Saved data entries
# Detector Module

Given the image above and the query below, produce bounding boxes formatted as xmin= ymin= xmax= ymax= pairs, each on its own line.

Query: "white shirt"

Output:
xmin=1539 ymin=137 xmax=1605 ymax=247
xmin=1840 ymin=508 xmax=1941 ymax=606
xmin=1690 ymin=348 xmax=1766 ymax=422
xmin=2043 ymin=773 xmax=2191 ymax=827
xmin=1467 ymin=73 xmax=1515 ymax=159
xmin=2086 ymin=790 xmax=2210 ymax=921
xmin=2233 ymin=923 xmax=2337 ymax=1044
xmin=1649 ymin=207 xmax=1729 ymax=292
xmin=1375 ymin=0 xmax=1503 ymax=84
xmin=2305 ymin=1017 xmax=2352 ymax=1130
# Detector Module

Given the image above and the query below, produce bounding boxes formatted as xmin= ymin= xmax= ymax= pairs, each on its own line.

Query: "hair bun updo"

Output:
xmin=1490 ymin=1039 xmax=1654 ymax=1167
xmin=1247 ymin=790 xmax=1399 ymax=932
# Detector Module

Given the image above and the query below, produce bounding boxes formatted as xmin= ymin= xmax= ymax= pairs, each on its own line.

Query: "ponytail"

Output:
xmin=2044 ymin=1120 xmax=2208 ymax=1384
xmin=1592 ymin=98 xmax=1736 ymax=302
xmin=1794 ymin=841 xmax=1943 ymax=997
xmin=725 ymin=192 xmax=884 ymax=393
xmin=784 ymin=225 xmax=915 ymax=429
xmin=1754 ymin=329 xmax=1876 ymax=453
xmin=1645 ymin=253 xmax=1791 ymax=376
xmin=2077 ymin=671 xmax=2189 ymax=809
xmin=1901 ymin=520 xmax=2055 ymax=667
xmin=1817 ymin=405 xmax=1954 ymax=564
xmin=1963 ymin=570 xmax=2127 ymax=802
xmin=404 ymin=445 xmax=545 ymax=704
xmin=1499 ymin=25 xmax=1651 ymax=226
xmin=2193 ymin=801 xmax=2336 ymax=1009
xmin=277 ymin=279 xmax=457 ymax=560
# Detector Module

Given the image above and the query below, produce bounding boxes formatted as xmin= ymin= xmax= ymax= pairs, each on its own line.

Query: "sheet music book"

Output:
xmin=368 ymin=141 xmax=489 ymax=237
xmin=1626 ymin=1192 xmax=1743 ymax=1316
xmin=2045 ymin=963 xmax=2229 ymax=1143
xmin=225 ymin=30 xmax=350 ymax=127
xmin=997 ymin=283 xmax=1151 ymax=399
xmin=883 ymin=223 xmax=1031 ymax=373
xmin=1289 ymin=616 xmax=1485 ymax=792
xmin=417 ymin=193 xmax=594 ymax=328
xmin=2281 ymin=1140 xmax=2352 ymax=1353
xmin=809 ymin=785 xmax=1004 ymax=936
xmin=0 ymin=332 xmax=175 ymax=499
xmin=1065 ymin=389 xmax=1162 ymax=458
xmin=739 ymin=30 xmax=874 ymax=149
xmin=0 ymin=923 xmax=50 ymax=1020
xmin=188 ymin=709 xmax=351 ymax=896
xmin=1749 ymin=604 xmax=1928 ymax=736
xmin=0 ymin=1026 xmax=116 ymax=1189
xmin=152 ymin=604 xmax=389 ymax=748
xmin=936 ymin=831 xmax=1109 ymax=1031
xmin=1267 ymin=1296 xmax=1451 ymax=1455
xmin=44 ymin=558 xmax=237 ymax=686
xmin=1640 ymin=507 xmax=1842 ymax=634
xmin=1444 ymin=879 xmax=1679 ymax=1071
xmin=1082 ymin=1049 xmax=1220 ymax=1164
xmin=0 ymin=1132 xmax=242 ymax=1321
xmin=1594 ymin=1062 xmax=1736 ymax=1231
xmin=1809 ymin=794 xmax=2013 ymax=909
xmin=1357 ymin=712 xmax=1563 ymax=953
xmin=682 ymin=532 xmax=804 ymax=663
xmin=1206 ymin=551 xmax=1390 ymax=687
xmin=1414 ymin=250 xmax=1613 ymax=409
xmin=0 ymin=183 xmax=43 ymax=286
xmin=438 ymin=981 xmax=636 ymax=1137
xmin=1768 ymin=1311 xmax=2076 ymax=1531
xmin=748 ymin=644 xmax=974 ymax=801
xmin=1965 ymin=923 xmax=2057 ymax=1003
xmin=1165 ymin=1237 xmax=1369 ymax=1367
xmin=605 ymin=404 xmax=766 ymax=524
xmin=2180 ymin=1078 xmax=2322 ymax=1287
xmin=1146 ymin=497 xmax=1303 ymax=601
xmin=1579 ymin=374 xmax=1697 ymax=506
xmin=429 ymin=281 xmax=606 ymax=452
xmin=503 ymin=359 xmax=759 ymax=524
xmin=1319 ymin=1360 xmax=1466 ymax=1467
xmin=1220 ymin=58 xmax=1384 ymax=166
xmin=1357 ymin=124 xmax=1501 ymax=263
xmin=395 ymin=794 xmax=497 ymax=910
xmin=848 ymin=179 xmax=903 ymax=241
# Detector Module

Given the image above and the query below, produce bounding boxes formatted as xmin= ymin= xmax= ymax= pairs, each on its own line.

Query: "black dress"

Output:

EXERCISE GOAL:
All of the records above need to be printed again exactly as they appear.

TASK ANSWER:
# Detector Module

Given the image above and the query below, produce bounding boxes formatted as xmin= ymin= xmax= ymax= pairs, each on its own line.

Query: "white shirt"

Output:
xmin=1539 ymin=137 xmax=1605 ymax=247
xmin=1840 ymin=508 xmax=1941 ymax=606
xmin=1690 ymin=348 xmax=1766 ymax=422
xmin=2043 ymin=773 xmax=2191 ymax=827
xmin=1467 ymin=73 xmax=1515 ymax=159
xmin=2086 ymin=790 xmax=2210 ymax=921
xmin=2233 ymin=923 xmax=2337 ymax=1044
xmin=1649 ymin=207 xmax=1729 ymax=292
xmin=1375 ymin=0 xmax=1503 ymax=84
xmin=2305 ymin=1017 xmax=2352 ymax=1130
# Detector Module

Given the image above and the query below, produce bounding boxes formatted as xmin= ymin= xmax= ymax= pairs, each on its own line.

Query: "hair bun updo"

Output:
xmin=1490 ymin=1039 xmax=1654 ymax=1167
xmin=1247 ymin=790 xmax=1399 ymax=932
# Detector Module

Given the image above and the query below, produce bounding boxes formatted as xmin= ymin= xmax= ymax= pairs, each on its own line.

Query: "ponytail"

Output:
xmin=2044 ymin=1120 xmax=2208 ymax=1384
xmin=1592 ymin=98 xmax=1736 ymax=302
xmin=1794 ymin=841 xmax=1943 ymax=997
xmin=725 ymin=192 xmax=884 ymax=393
xmin=784 ymin=225 xmax=915 ymax=429
xmin=1754 ymin=329 xmax=1876 ymax=453
xmin=1645 ymin=253 xmax=1791 ymax=376
xmin=2077 ymin=671 xmax=2189 ymax=809
xmin=1901 ymin=520 xmax=2055 ymax=667
xmin=1817 ymin=405 xmax=1954 ymax=564
xmin=1963 ymin=570 xmax=2127 ymax=802
xmin=404 ymin=445 xmax=545 ymax=704
xmin=1499 ymin=25 xmax=1651 ymax=226
xmin=2193 ymin=801 xmax=2336 ymax=1009
xmin=277 ymin=279 xmax=457 ymax=560
# Detector Module

Given the image above and the query below, produce bounding boxes formatted as xmin= ymin= xmax= ymax= pairs, each on its own line.

Query: "sheet music book"

Output:
xmin=368 ymin=141 xmax=489 ymax=237
xmin=1626 ymin=1192 xmax=1743 ymax=1316
xmin=2045 ymin=963 xmax=2229 ymax=1143
xmin=225 ymin=30 xmax=350 ymax=127
xmin=997 ymin=283 xmax=1151 ymax=399
xmin=883 ymin=223 xmax=1031 ymax=373
xmin=1289 ymin=616 xmax=1485 ymax=792
xmin=417 ymin=193 xmax=594 ymax=328
xmin=2281 ymin=1140 xmax=2352 ymax=1353
xmin=809 ymin=785 xmax=1004 ymax=936
xmin=0 ymin=332 xmax=175 ymax=499
xmin=1065 ymin=389 xmax=1162 ymax=458
xmin=739 ymin=30 xmax=874 ymax=149
xmin=0 ymin=923 xmax=50 ymax=1020
xmin=188 ymin=709 xmax=351 ymax=896
xmin=1749 ymin=604 xmax=1928 ymax=736
xmin=0 ymin=1026 xmax=116 ymax=1189
xmin=152 ymin=604 xmax=389 ymax=748
xmin=936 ymin=831 xmax=1109 ymax=1031
xmin=1267 ymin=1296 xmax=1451 ymax=1455
xmin=44 ymin=558 xmax=237 ymax=686
xmin=1640 ymin=507 xmax=1842 ymax=634
xmin=1444 ymin=879 xmax=1679 ymax=1071
xmin=1082 ymin=1049 xmax=1220 ymax=1164
xmin=0 ymin=1132 xmax=242 ymax=1321
xmin=1594 ymin=1062 xmax=1736 ymax=1231
xmin=1809 ymin=794 xmax=2013 ymax=909
xmin=1357 ymin=712 xmax=1563 ymax=953
xmin=682 ymin=532 xmax=804 ymax=663
xmin=1206 ymin=551 xmax=1390 ymax=687
xmin=1414 ymin=250 xmax=1613 ymax=409
xmin=0 ymin=183 xmax=43 ymax=286
xmin=438 ymin=981 xmax=636 ymax=1137
xmin=1768 ymin=1311 xmax=2076 ymax=1531
xmin=748 ymin=644 xmax=974 ymax=801
xmin=1965 ymin=923 xmax=2057 ymax=1003
xmin=1165 ymin=1237 xmax=1369 ymax=1367
xmin=605 ymin=404 xmax=766 ymax=524
xmin=2180 ymin=1078 xmax=2322 ymax=1287
xmin=1146 ymin=497 xmax=1303 ymax=601
xmin=1579 ymin=374 xmax=1697 ymax=506
xmin=429 ymin=281 xmax=606 ymax=452
xmin=503 ymin=359 xmax=759 ymax=524
xmin=1319 ymin=1360 xmax=1466 ymax=1467
xmin=1220 ymin=58 xmax=1384 ymax=166
xmin=1357 ymin=124 xmax=1501 ymax=263
xmin=395 ymin=794 xmax=497 ymax=910
xmin=848 ymin=179 xmax=903 ymax=241
# Detector Module

Given the image above and the query below, produce bounding boxes formatted as xmin= ymin= xmax= ymax= pairs, each on its own line.

Query: "black dress"

Output:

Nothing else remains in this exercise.